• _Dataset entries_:
******************************
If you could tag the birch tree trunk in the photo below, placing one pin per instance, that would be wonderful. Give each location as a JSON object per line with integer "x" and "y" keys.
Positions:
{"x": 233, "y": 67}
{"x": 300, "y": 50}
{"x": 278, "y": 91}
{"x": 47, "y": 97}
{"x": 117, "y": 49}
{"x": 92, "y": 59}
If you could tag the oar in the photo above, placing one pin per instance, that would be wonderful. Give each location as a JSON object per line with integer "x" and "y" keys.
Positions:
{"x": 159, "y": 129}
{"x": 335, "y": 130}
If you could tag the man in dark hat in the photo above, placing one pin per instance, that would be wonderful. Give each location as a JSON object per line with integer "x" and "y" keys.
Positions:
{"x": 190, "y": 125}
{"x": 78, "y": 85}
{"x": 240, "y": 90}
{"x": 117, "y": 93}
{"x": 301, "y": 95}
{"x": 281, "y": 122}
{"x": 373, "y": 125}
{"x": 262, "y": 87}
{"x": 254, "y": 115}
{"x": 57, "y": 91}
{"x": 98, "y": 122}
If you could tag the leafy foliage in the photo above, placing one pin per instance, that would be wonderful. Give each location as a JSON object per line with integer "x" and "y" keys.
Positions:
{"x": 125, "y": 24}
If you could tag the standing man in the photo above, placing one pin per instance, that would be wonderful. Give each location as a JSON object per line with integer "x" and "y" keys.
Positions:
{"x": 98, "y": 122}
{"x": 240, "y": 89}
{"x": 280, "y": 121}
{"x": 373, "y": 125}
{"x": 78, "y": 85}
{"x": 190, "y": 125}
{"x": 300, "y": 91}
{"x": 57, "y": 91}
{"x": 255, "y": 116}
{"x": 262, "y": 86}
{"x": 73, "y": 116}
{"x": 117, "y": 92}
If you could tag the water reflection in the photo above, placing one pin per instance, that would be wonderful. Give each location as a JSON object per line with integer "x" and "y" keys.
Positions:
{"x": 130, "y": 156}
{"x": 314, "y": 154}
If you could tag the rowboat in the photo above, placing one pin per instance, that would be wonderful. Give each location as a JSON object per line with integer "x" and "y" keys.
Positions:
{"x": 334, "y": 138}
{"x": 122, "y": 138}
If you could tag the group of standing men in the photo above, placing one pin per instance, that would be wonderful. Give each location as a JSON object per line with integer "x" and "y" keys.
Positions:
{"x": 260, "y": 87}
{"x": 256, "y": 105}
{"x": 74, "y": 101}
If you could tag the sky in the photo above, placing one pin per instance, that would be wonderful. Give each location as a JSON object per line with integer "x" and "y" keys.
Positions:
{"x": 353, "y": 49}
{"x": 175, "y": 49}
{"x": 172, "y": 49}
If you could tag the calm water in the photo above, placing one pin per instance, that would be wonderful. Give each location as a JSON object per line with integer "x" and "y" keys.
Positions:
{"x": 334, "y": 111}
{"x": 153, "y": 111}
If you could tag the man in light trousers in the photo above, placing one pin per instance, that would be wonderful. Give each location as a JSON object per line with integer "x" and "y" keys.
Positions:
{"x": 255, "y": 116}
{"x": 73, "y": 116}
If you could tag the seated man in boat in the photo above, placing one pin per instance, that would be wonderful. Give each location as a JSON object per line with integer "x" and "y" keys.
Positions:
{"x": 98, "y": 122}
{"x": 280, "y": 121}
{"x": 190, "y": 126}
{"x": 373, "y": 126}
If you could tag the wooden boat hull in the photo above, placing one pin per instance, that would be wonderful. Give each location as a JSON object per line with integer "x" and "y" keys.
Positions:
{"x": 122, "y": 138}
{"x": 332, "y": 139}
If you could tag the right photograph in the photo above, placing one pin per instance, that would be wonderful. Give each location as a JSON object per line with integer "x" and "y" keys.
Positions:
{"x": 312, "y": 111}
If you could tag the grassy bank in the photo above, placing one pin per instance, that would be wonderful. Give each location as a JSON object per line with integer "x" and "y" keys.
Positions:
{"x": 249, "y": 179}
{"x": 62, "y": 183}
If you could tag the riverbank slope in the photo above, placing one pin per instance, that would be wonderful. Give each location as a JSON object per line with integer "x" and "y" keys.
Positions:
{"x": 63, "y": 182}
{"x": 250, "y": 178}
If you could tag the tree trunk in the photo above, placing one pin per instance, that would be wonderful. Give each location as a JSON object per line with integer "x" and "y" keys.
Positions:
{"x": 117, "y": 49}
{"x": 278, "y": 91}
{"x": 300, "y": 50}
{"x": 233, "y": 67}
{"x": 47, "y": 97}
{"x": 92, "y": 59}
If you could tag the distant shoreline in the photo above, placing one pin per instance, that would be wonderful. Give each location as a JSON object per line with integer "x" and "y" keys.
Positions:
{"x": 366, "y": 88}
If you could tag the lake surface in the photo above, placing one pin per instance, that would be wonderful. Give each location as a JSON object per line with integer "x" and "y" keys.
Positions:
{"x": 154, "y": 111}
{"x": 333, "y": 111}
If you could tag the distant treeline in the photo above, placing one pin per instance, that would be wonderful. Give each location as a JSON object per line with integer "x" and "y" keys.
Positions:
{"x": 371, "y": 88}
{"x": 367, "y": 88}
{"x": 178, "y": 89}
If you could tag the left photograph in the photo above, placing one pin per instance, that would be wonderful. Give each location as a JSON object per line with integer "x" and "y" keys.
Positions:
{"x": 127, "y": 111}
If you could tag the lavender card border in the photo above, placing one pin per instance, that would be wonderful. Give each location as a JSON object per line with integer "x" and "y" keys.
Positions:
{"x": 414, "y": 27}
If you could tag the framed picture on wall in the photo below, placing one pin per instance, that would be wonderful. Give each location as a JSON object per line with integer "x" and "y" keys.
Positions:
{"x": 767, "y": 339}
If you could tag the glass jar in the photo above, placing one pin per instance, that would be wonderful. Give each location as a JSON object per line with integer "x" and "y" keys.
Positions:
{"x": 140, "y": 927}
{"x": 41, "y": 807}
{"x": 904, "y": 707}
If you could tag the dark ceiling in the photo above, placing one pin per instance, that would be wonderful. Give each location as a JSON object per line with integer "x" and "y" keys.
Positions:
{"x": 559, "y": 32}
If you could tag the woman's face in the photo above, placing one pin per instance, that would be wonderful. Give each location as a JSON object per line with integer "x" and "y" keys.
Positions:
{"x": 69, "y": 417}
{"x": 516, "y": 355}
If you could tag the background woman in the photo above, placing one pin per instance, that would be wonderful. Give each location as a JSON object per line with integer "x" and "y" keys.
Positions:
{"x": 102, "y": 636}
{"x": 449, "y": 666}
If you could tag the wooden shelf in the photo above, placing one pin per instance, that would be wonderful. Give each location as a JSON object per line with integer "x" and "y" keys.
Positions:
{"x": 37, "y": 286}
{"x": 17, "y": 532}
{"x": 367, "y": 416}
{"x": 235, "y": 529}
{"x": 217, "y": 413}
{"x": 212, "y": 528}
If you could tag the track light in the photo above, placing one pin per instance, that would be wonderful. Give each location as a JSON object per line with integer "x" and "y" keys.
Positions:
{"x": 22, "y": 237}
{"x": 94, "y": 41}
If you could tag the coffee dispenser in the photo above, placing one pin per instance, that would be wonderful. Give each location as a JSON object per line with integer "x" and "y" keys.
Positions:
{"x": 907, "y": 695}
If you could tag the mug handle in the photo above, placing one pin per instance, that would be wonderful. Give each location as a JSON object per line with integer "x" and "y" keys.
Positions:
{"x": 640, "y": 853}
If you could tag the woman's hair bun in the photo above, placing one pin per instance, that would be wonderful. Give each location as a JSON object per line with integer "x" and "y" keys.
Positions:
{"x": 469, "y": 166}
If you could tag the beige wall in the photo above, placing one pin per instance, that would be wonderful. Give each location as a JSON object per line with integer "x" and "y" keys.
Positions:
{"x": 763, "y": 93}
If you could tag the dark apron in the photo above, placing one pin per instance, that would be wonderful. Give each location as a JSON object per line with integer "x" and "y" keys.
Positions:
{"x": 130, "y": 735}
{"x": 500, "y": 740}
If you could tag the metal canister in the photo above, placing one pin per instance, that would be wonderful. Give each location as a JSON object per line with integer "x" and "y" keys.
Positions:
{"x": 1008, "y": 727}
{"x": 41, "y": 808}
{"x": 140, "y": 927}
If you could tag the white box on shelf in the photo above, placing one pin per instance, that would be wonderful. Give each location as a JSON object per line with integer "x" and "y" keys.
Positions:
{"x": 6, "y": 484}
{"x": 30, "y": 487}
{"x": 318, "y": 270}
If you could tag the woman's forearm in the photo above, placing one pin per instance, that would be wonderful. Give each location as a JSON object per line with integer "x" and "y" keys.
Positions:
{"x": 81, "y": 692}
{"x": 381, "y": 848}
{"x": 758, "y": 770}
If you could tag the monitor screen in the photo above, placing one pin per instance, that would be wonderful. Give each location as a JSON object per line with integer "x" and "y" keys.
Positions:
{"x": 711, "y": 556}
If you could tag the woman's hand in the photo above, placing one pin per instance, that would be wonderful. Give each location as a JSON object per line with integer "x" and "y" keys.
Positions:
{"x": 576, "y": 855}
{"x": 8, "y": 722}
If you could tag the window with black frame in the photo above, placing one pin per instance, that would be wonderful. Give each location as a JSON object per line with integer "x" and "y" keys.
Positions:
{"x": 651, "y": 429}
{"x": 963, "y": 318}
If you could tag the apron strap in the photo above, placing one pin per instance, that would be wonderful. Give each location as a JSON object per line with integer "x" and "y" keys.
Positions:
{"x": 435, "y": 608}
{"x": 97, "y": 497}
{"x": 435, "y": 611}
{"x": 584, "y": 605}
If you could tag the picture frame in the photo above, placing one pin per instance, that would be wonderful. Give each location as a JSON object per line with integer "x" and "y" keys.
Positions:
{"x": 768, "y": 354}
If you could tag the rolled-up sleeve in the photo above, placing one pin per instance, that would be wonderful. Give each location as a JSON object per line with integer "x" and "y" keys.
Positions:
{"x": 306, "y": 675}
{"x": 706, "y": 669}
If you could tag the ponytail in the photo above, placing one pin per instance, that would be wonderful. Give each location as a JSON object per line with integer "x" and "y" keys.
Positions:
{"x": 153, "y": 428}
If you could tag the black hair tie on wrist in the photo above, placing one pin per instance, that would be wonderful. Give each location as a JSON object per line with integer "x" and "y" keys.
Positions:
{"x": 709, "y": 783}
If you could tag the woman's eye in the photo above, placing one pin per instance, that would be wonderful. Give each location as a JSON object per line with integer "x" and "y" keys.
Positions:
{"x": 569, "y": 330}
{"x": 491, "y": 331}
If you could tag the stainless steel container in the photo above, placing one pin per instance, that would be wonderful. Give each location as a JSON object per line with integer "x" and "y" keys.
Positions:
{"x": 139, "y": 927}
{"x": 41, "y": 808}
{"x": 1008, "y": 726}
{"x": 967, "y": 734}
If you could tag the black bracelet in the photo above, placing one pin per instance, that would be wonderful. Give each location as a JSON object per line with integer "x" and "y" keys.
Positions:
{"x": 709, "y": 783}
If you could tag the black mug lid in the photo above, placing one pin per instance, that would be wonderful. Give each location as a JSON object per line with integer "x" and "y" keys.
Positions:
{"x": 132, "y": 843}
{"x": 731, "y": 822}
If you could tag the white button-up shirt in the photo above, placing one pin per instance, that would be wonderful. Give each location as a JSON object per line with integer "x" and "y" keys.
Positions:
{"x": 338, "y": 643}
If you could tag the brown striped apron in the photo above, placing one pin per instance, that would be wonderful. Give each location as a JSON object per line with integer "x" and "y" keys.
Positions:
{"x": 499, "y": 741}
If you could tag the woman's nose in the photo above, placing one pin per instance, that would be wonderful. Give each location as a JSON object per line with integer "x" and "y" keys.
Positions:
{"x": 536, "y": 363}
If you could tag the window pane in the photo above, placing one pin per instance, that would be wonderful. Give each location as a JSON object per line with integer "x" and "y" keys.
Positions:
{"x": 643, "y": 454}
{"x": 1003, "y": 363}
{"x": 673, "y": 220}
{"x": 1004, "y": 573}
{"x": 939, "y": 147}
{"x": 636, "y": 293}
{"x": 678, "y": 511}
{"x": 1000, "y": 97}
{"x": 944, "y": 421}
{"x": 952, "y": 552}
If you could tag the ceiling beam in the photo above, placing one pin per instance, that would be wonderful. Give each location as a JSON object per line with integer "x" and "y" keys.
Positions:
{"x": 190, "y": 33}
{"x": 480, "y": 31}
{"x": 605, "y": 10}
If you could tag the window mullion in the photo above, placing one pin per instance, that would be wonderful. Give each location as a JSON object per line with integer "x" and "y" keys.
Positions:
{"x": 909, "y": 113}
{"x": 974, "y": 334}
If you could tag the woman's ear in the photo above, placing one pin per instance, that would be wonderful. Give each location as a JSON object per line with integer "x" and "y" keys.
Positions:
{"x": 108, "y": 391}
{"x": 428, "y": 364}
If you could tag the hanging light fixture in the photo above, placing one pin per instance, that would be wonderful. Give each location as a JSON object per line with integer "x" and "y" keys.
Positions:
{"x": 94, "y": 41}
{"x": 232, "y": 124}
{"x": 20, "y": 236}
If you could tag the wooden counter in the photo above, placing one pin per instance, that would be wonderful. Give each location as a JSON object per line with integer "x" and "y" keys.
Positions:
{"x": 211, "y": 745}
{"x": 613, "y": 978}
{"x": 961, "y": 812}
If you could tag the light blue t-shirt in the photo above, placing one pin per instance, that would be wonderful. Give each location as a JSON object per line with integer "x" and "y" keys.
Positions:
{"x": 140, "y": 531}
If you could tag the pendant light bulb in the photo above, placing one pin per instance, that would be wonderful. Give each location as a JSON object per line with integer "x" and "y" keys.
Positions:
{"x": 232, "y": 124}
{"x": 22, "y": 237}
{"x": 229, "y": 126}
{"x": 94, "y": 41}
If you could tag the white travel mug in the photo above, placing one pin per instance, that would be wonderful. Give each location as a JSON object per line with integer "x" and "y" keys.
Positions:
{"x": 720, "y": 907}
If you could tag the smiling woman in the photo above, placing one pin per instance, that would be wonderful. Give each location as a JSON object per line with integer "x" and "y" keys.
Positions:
******************************
• _Work instruction_:
Copy out the lines above exactly, beginning at the one that contains "If you could tag the woman's eye" and ending at the one that contains "If you could tag the stainless".

• _Task solution_:
If you could tag the woman's eye in the photo above, placing one pin per instance, that would be wonderful. Give each location as a JSON object per line with integer "x" and "y" keys.
Positions:
{"x": 569, "y": 330}
{"x": 491, "y": 331}
If you could tag the stainless steel container in the photo above, placing one pin per instance, that would be wonderful. Give each location as a JSON object per line with integer "x" and "y" keys.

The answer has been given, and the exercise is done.